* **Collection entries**
%%

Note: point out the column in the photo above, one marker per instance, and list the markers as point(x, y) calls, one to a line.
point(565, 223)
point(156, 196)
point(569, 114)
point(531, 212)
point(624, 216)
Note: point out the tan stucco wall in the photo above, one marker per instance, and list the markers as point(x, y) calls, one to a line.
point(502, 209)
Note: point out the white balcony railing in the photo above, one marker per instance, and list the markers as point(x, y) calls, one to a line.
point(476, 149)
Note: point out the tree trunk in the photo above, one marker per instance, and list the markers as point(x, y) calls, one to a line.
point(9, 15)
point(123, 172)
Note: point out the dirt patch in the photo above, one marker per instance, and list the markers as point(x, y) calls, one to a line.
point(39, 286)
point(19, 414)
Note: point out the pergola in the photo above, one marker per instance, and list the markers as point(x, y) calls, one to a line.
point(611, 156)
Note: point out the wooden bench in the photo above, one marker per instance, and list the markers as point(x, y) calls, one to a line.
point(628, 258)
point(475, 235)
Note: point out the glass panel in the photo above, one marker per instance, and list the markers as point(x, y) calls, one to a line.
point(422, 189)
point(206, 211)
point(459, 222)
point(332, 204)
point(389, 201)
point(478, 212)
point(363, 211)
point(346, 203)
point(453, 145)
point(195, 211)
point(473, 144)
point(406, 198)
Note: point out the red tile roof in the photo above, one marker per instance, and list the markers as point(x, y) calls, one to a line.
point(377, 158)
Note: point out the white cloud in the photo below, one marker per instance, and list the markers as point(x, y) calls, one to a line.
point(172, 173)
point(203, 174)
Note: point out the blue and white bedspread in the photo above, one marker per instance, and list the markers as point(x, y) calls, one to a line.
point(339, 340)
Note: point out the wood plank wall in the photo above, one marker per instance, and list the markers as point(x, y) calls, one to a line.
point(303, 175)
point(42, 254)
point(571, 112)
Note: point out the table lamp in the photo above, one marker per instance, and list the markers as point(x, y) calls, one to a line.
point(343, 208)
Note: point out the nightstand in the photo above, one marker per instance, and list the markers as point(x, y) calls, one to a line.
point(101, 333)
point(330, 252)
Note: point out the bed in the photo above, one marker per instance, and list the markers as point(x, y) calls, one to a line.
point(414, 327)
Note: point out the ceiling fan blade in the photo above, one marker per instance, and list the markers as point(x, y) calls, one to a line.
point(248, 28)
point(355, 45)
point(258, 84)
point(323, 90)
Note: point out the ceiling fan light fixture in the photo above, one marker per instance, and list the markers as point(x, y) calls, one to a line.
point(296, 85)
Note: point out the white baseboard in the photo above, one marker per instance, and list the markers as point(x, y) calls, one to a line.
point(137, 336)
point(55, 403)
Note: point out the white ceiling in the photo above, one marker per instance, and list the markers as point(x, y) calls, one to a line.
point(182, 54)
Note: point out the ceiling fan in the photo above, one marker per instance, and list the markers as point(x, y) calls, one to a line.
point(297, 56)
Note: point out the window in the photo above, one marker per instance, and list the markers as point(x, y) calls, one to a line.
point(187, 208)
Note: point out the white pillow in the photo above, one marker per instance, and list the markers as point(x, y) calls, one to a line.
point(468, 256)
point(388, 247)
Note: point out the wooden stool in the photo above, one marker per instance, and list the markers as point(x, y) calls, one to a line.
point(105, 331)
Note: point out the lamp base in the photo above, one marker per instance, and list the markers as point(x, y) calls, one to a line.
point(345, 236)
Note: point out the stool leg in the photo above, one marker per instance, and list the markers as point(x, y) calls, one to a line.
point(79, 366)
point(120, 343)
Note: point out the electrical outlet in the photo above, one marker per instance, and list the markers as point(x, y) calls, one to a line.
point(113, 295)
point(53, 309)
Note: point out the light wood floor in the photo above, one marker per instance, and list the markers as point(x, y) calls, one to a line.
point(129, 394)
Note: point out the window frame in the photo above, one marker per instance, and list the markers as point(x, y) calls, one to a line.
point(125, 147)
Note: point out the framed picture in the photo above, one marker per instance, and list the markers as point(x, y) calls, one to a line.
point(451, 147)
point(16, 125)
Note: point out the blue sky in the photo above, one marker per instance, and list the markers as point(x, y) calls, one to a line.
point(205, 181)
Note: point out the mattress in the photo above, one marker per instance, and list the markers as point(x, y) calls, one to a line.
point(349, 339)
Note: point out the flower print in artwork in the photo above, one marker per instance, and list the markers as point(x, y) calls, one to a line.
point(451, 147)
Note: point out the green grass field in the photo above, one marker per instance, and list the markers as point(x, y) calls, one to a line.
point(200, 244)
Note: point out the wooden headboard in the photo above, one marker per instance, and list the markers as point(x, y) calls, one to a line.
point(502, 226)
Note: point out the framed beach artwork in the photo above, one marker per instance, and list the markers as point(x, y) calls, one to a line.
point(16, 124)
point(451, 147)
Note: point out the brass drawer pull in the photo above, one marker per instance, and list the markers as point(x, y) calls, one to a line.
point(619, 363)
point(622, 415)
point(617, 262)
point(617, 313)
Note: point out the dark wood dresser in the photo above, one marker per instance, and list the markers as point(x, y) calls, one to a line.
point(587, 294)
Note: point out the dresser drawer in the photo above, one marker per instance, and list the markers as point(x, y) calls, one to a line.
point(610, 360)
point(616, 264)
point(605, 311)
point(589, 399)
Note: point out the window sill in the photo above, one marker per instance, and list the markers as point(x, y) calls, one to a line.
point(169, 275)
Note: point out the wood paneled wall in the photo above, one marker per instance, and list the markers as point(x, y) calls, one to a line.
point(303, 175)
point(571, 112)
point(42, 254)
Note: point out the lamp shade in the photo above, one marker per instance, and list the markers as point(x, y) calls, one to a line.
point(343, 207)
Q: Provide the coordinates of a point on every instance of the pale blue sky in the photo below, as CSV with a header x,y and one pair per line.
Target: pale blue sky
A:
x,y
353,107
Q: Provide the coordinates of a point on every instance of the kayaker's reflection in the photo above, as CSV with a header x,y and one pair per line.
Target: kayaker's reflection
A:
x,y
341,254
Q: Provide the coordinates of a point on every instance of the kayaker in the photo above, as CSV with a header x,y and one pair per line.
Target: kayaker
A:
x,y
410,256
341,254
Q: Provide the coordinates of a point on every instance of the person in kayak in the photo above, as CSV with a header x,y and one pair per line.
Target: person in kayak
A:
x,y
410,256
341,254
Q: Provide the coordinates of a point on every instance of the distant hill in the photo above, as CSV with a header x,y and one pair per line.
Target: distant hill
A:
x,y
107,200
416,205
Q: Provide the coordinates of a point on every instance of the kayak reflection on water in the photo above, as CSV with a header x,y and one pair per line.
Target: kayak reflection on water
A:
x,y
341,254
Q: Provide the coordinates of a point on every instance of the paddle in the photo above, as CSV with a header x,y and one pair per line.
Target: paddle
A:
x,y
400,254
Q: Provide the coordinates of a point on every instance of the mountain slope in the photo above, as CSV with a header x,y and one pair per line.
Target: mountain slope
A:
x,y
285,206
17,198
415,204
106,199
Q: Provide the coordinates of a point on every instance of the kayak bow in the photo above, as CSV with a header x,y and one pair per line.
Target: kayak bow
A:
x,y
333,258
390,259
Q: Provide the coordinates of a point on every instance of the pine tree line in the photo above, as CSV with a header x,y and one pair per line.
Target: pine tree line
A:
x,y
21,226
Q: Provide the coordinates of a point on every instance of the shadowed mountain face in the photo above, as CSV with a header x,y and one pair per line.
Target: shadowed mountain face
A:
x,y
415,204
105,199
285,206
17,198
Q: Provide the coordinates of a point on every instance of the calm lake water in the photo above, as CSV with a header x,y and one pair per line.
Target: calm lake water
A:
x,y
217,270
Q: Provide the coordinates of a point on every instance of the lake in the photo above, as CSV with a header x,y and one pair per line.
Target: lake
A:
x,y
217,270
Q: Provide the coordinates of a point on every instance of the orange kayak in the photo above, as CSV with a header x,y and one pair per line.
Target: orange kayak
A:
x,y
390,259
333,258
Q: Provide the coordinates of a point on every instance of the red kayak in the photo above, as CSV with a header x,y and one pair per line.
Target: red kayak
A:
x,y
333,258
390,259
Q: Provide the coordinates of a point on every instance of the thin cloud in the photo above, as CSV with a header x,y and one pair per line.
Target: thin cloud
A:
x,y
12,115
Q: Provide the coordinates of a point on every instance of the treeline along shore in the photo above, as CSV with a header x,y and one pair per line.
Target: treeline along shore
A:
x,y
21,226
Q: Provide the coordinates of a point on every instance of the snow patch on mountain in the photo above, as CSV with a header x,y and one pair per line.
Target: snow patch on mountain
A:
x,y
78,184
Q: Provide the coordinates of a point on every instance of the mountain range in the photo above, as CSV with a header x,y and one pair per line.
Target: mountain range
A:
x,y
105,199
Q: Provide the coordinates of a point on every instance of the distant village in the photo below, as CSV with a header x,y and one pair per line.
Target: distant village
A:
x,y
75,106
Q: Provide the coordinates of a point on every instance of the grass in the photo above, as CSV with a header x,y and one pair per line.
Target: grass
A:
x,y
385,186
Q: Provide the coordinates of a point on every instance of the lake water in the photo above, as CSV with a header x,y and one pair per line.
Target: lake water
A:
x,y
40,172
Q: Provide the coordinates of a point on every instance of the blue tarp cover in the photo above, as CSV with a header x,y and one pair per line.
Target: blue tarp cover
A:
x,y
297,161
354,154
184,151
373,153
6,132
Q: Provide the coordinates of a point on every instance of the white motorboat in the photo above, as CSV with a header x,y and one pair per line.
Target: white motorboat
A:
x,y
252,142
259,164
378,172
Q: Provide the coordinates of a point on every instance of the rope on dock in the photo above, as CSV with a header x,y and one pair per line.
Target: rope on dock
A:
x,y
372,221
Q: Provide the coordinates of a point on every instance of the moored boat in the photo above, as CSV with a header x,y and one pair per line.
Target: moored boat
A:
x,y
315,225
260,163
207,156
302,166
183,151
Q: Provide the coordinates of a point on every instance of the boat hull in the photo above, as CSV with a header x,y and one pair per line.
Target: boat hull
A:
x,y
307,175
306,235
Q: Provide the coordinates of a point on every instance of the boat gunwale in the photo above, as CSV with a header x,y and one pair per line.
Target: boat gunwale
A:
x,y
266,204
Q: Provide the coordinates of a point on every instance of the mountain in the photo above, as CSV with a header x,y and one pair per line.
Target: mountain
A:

%%

* **What you have to do**
Once you find the line with "Target: kayak reflection on water" in the entries above, output it and each line after it up to and including the line with "Target: thin cloud", and nothing else.

* **Answer box**
Target: kayak reflection on water
A:
x,y
341,254
Q: Provide the coordinates of a point on every instance of the paddle in the photo above, as CSV with a header x,y and one pair per line.
Target: paddle
A:
x,y
400,254
Q: Provide the coordinates of a point on every instance of the mountain slope in the photo above, as CSV with a header x,y and one pair per line.
Target: mountain slope
A:
x,y
285,206
17,198
415,204
106,199
Q: Provide the coordinates of a point on every instance of the kayak bow in the photo above, as CSV with a header x,y and one pair per line.
Target: kayak bow
A:
x,y
333,258
390,259
Q: Provide the coordinates of a point on every instance of the pine tree line in the photo above, as CSV with a header x,y and one pair per line.
Target: pine tree line
A:
x,y
21,226
Q: Provide the coordinates of a point on every instance of the shadowed mountain face in the photo above, as CSV with a header x,y and one pair per line.
Target: shadowed mountain face
A:
x,y
415,204
105,199
285,206
17,198
Q: Provide the coordinates of a point on every instance of the calm lake water in the photo above, as CSV with a header x,y and one pair per line.
Target: calm lake water
A:
x,y
217,270
Q: Provide the coordinates of a point on every instance of the lake in the photo above, as CSV with a header x,y and one pair per line.
Target: lake
A:
x,y
217,270
Q: Provide the coordinates of a point on every instance of the orange kayak in the photo above, as CSV with a header x,y and one pair per line.
Target: orange kayak
A:
x,y
390,259
333,258
Q: Provide the coordinates of a point on every instance of the red kayak in the photo above, as CSV with a header x,y and one pair per line.
Target: red kayak
A:
x,y
333,258
390,259
Q: Provide the coordinates of a point on every instance of the thin cloud in the photo above, as CSV with a header x,y and one pair per line.
Target: thin cloud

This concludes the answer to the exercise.